本文:
>>>>

ある知的障害者が家族に遺していった、かけがえのない「生産性」
LIMO / 2018年10月11日 10時15分
ある知的障害者が家族に遺していった、かけがえのない「生産性」
70年間1度も社会に出ることはなかったが…
今年ほど「生産性」という言葉に注目の集まった年はこれまでなかったかもしれません。
生産性の定義は意外と複雑ですが、人(労働者)の視点から見た生産性をざっくり言うと、労働者1人あたりや、労働時間1時間あたりにどれだけの量を生産したか、どれだけの付加価値を産出したか、ということになります(参照:日本生産性本部「生産性とは(https://www.jpc-net.jp/movement/productivity.html)」)。
国家は国民の上に君臨しているわけではないので、労働力として使うことのできない人、子どもを産まない人を「生産性がない人」とラベリングすることはできません。にも関わらず、国政に携わる政治家が性的少数者を「生産性がない」とひと括りにしてしまったことが、この言葉に注目が集まるきっかけとなりました。
人を「生産性があるか、ないか」という視点で分類することが危険だというのは、多くの人が直感で悟っていることだと思います。それはかつて日本でも優生思想といわれるものが取り入れられ、国家による人口の質と量の管理思想として機能した歴史があるからかもしれません。
このような思想はおそらく今後も消えることはなく、いつも人間社会の根底にドロドロと流れ、何かの勢いで爆発的に広がる可能性を含んでいます。その標的となりやすいのが性的マイノリティだけでなく、精神障害者や知的障害者、身体障害者や重い病気と闘っている人たちなどです。

<<<<

やること:
1 - 本文の「国家は国民の上に君臨しているわけではないので」で始まる段落を、大事な点は残したまま短くまとめてください。
2 - 本文から、「70年間1度も社会に出ることはなかったが…」で始まって「史があるからかもしれません。」まで続く部分を、一字も変えずに書き出してください。

渡された資料:

>>>>

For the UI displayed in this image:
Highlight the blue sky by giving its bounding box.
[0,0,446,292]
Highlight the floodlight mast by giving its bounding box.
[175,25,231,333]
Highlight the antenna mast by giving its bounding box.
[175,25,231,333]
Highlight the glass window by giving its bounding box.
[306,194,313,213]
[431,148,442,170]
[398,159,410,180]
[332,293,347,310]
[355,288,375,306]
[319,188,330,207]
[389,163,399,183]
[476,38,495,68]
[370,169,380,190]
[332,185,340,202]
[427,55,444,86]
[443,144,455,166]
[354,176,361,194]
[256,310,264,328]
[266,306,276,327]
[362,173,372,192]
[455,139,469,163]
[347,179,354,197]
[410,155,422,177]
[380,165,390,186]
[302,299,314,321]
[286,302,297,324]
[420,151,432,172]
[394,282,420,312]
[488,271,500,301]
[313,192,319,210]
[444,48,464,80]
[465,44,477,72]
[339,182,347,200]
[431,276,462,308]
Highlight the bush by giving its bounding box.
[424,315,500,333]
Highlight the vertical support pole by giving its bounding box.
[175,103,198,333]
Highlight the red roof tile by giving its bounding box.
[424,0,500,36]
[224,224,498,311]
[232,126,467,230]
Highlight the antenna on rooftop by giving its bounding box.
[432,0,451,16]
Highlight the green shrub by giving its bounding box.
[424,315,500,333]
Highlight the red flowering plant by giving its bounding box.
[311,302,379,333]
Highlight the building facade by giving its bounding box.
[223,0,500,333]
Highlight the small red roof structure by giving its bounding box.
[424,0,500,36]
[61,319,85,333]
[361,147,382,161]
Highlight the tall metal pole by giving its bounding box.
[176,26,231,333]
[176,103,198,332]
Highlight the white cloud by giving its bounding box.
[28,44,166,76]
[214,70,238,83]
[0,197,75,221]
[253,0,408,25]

<<<<

それぞれの答え:
1 - 国家は国民を支配する立場ではないので、働けない人や子どもを産まない人を「生産性がない人」と決めつけることはできない。なのに、国の政治にかかわる政治家が性的少数者をまとめて「生産性がない」と言ったことで、この言葉が注目されるようになった。

2 -
70年間1度も社会に出ることはなかったが…
今年ほど「生産性」という言葉に注目の集まった年はこれまでなかったかもしれません。
生産性の定義は意外と複雑ですが、人(労働者)の視点から見た生産性をざっくり言うと、労働者1人あたりや、労働時間1時間あたりにどれだけの量を生産したか、どれだけの付加価値を産出したか、ということになります(参照:日本生産性本部「生産性とは(https://www.jpc-net.jp/movement/productivity.html)」)。
国家は国民の上に君臨しているわけではないので、労働力として使うことのできない人、子どもを産まない人を「生産性がない人」とラベリングすることはできません。にも関わらず、国政に携わる政治家が性的少数者を「生産性がない」とひと括りにしてしまったことが、この言葉に注目が集まるきっかけとなりました。
人を「生産性があるか、ないか」という視点で分類することが危険だというのは、多くの人が直感で悟っていることだと思います。それはかつて日本でも優生思想といわれるものが取り入れられ、国家による人口の質と量の管理思想として機能した歴史があるからかもしれません。